Records contained in a dataset:

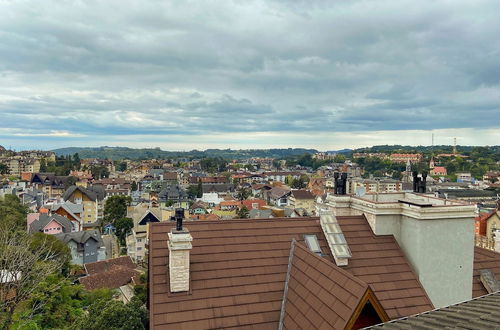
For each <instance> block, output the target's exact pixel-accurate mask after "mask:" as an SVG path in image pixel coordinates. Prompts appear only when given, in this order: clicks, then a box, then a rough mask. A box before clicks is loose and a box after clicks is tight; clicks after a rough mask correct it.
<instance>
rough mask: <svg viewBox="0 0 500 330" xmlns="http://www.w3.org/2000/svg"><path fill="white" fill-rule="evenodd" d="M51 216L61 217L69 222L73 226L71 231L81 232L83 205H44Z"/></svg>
mask: <svg viewBox="0 0 500 330" xmlns="http://www.w3.org/2000/svg"><path fill="white" fill-rule="evenodd" d="M46 207H47V208H48V209H49V212H50V213H51V214H58V215H61V216H63V217H65V218H67V219H69V220H70V221H71V223H72V224H73V229H72V231H81V230H83V223H82V215H83V204H75V203H71V202H70V201H66V202H64V203H58V204H51V205H46Z"/></svg>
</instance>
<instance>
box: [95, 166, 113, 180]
mask: <svg viewBox="0 0 500 330" xmlns="http://www.w3.org/2000/svg"><path fill="white" fill-rule="evenodd" d="M90 172H91V173H92V176H93V177H94V178H95V179H102V178H107V177H109V170H108V168H107V167H106V166H91V167H90Z"/></svg>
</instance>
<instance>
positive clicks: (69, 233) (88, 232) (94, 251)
mask: <svg viewBox="0 0 500 330" xmlns="http://www.w3.org/2000/svg"><path fill="white" fill-rule="evenodd" d="M55 237H57V238H58V239H59V240H61V241H62V242H64V243H65V244H66V245H68V247H69V249H70V251H71V262H72V263H74V264H77V265H83V264H86V263H89V262H96V261H101V260H104V259H106V248H105V246H104V244H103V241H102V238H101V233H100V232H99V230H97V229H94V230H85V231H78V232H71V233H61V234H56V235H55Z"/></svg>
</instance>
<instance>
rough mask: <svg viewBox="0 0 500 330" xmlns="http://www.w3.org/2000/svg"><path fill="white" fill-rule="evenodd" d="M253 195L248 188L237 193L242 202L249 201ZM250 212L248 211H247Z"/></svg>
mask: <svg viewBox="0 0 500 330" xmlns="http://www.w3.org/2000/svg"><path fill="white" fill-rule="evenodd" d="M251 195H252V193H251V191H250V190H248V189H246V188H240V189H239V190H238V192H237V193H236V198H237V199H239V200H240V201H242V200H245V199H247V198H248V197H250V196H251ZM247 211H248V210H247Z"/></svg>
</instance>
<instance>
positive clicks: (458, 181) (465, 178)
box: [455, 172, 472, 182]
mask: <svg viewBox="0 0 500 330" xmlns="http://www.w3.org/2000/svg"><path fill="white" fill-rule="evenodd" d="M455 174H456V176H457V182H472V174H471V173H470V172H457V173H455Z"/></svg>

▶ **Task objective**
Write the data out again exactly, but without its images.

▶ **Exercise result**
For each <instance> block, output the target's exact pixel-accurate mask after "mask:" as an SVG path in image pixel coordinates. Prompts appear only when given, in this order: clicks, then a box, then a rough mask. A box before clicks is loose and a box after clicks is tight; clicks after a rough mask correct it.
<instance>
rough mask: <svg viewBox="0 0 500 330" xmlns="http://www.w3.org/2000/svg"><path fill="white" fill-rule="evenodd" d="M51 216L61 217L69 222L73 226L71 231L81 232L83 205H44Z"/></svg>
mask: <svg viewBox="0 0 500 330" xmlns="http://www.w3.org/2000/svg"><path fill="white" fill-rule="evenodd" d="M46 207H47V208H48V209H49V212H50V213H51V214H58V215H61V216H63V217H65V218H67V219H69V220H70V221H71V223H72V224H73V229H72V231H81V230H83V223H82V215H83V204H75V203H71V202H70V201H66V202H64V203H58V204H51V205H46Z"/></svg>
</instance>
<instance>
box: [95, 166, 113, 180]
mask: <svg viewBox="0 0 500 330" xmlns="http://www.w3.org/2000/svg"><path fill="white" fill-rule="evenodd" d="M90 172H91V173H92V176H93V177H94V178H95V179H102V178H107V177H109V170H108V168H107V167H106V166H91V167H90Z"/></svg>
</instance>
<instance>
positive clicks: (69, 233) (88, 232) (94, 251)
mask: <svg viewBox="0 0 500 330" xmlns="http://www.w3.org/2000/svg"><path fill="white" fill-rule="evenodd" d="M55 237H57V238H58V239H59V240H61V241H62V242H64V243H65V244H66V245H68V247H69V249H70V251H71V262H72V263H74V264H77V265H83V264H86V263H89V262H96V261H101V260H104V259H106V248H105V246H104V244H103V241H102V238H101V233H100V232H99V230H97V229H94V230H85V231H78V232H71V233H61V234H56V235H55Z"/></svg>
</instance>
<instance>
rough mask: <svg viewBox="0 0 500 330" xmlns="http://www.w3.org/2000/svg"><path fill="white" fill-rule="evenodd" d="M253 195L248 188L237 193L242 202L249 201ZM250 212L248 211H247Z"/></svg>
mask: <svg viewBox="0 0 500 330" xmlns="http://www.w3.org/2000/svg"><path fill="white" fill-rule="evenodd" d="M251 195H252V193H251V191H250V190H248V189H246V188H240V189H239V190H238V192H237V193H236V198H237V199H239V200H240V201H242V200H245V199H247V198H248V197H250V196H251ZM247 211H248V210H247Z"/></svg>
</instance>
<instance>
positive clicks: (458, 181) (465, 178)
box: [455, 172, 472, 182]
mask: <svg viewBox="0 0 500 330" xmlns="http://www.w3.org/2000/svg"><path fill="white" fill-rule="evenodd" d="M455 174H456V176H457V182H472V174H471V173H470V172H457V173H455Z"/></svg>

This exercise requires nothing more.